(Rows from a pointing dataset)
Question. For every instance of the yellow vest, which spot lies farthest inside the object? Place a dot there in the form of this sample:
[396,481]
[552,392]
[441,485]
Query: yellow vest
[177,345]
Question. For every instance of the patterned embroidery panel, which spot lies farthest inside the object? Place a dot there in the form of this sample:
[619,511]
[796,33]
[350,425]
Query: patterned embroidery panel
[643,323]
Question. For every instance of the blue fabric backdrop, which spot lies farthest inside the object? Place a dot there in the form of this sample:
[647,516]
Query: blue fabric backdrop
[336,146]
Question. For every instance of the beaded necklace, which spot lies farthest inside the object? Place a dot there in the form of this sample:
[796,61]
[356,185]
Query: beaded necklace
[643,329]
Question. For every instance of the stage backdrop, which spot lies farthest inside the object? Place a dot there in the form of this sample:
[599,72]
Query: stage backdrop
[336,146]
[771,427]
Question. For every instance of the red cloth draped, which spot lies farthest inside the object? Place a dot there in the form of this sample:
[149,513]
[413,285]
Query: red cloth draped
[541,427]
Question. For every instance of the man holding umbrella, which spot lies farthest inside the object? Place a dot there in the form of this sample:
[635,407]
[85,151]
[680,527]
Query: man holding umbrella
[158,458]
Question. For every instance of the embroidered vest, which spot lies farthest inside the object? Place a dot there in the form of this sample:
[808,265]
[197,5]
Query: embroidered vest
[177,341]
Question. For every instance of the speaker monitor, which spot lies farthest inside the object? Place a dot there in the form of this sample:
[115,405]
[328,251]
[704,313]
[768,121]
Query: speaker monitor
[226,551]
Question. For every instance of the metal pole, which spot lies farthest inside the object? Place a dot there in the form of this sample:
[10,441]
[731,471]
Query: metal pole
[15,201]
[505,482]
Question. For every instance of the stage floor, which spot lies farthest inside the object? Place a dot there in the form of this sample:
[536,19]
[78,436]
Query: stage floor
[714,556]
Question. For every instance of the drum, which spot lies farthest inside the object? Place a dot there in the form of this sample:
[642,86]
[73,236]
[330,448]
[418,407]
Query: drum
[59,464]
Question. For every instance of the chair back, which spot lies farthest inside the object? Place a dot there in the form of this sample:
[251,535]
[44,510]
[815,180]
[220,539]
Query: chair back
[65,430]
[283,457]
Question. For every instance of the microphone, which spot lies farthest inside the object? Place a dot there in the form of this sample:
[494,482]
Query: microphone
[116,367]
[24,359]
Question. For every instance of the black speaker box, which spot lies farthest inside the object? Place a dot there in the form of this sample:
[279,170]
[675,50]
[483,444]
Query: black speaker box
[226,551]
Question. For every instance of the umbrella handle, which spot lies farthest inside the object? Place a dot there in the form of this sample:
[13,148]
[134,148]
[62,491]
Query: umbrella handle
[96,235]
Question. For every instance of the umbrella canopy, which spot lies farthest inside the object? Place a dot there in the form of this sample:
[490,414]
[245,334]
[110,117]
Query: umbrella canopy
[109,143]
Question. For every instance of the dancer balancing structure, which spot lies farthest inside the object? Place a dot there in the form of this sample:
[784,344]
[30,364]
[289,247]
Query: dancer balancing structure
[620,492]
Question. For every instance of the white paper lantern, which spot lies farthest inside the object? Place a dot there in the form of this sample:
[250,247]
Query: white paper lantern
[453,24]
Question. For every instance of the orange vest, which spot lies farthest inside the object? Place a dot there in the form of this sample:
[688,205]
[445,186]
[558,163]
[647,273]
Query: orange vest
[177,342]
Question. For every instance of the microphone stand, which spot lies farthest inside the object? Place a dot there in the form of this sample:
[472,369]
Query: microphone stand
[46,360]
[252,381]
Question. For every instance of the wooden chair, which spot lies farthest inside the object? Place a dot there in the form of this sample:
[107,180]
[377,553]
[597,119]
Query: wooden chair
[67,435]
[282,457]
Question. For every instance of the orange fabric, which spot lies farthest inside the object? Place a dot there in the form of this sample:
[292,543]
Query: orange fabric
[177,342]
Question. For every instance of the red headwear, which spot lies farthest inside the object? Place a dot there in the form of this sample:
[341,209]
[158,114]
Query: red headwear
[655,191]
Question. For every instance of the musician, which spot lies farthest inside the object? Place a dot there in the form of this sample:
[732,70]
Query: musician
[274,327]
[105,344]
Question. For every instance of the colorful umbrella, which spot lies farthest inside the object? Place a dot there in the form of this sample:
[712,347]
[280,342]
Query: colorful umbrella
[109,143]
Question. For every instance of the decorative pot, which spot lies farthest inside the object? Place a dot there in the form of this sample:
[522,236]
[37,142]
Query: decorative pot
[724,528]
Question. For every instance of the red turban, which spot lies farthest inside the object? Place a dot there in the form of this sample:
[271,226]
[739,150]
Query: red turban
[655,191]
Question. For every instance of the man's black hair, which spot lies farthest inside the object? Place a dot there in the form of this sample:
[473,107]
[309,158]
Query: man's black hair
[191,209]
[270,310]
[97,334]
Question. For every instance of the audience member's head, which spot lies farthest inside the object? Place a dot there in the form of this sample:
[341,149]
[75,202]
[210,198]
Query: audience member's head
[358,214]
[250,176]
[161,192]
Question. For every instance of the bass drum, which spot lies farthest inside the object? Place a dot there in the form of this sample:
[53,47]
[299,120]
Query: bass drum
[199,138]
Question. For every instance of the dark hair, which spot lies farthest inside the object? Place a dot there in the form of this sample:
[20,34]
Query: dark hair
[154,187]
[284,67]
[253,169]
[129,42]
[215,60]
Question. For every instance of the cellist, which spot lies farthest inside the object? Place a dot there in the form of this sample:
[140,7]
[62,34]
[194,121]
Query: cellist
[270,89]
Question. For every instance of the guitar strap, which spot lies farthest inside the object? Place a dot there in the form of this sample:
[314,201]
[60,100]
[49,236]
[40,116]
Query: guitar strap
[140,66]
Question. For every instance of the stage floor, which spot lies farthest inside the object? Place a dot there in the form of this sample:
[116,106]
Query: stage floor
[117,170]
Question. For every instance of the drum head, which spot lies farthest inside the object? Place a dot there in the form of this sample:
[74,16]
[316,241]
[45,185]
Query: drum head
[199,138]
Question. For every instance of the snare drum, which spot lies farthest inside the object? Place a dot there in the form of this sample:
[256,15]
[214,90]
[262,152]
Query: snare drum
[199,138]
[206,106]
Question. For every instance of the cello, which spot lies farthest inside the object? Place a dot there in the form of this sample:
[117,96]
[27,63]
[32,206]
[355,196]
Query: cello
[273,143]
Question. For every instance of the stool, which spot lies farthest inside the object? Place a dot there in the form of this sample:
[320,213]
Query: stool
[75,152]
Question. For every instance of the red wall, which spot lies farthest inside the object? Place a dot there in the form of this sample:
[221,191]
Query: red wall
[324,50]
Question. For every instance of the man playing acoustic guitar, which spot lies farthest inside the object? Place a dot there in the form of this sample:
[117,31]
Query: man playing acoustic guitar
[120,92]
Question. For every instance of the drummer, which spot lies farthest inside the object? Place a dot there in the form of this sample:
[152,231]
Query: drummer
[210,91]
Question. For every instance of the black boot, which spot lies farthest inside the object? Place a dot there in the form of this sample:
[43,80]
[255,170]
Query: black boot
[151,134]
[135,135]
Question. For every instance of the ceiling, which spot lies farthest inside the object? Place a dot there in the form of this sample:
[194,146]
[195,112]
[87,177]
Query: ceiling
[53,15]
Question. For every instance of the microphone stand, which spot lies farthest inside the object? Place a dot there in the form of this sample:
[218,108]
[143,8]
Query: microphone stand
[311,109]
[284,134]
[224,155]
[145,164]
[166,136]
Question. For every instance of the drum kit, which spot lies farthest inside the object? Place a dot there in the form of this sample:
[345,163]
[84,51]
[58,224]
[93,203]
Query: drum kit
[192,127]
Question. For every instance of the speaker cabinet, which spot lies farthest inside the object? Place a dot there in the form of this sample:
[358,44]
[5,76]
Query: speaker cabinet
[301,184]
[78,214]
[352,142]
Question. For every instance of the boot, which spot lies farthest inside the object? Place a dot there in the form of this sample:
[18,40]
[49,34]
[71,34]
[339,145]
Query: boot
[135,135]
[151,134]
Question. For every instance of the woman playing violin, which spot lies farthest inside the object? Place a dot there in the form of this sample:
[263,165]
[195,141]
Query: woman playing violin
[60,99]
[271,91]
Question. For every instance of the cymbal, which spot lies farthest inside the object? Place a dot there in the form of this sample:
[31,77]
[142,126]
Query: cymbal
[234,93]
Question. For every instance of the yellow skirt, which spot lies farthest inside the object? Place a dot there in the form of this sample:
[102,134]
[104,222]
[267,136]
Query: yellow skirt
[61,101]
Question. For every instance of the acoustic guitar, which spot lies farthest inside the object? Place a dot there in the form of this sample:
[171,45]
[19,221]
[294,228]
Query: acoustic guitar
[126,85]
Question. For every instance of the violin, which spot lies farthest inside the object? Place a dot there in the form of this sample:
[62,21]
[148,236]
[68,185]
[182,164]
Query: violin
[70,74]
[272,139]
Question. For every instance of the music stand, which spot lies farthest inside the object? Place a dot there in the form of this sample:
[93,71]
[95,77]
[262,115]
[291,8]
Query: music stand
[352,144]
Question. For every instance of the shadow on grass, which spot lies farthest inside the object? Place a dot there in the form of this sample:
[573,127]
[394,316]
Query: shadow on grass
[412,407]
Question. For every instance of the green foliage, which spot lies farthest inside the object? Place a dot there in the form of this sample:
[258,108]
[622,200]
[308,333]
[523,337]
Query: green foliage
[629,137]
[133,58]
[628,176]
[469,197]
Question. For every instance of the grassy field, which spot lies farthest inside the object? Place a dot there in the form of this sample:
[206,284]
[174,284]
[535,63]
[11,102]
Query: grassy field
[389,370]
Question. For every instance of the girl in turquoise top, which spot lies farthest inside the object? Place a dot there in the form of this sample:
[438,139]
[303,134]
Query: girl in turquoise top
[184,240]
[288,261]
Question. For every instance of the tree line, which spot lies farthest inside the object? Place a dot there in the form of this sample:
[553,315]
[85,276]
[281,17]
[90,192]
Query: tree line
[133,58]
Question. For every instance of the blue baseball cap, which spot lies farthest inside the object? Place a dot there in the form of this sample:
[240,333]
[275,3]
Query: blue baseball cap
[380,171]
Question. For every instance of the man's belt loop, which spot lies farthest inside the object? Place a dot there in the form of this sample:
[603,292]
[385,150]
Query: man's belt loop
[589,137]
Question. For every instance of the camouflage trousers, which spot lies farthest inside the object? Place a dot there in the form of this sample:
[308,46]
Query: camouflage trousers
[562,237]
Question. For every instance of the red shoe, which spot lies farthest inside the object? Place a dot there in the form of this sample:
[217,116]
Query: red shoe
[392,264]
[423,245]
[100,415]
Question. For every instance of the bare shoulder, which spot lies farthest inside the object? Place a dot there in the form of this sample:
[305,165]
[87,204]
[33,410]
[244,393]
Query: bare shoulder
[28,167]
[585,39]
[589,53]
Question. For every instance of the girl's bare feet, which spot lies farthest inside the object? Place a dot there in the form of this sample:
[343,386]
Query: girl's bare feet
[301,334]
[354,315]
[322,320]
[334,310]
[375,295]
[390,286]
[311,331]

→ Directive
Only the lines from the one that contains "Question. For every instance of the man's belt" through the last line should be repeated, each exactly as it stands, with both ends included.

→ Response
Question. For every instance of the man's belt loop, which spot lies farthest inside the object? Place a dot there in the form of this sample:
[603,292]
[385,150]
Query: man's belt loop
[589,137]
Question. For every instance of the camouflage trousers, which spot lies farthest inside the object? Place a dot there in the form of this sample:
[308,46]
Query: camouflage trousers
[562,237]
Question. For every instance of the red shoe, which spot lies farthest inside the object? Place a dot there in the form of this sample:
[217,116]
Query: red shoe
[392,264]
[423,245]
[100,415]
Question. For every instance of the bare shoulder, which spot lies farthest inside the object? Place a dot there in the form of this sample:
[305,165]
[87,204]
[33,410]
[244,393]
Query: bare shoulder
[28,167]
[585,39]
[589,53]
Question. For every instance of the girl's bare feet, which spot lies farthest inside the object? Place a dot there in the form of this sample:
[343,386]
Query: girl's bare feet
[301,334]
[354,315]
[322,320]
[334,310]
[375,295]
[390,286]
[311,331]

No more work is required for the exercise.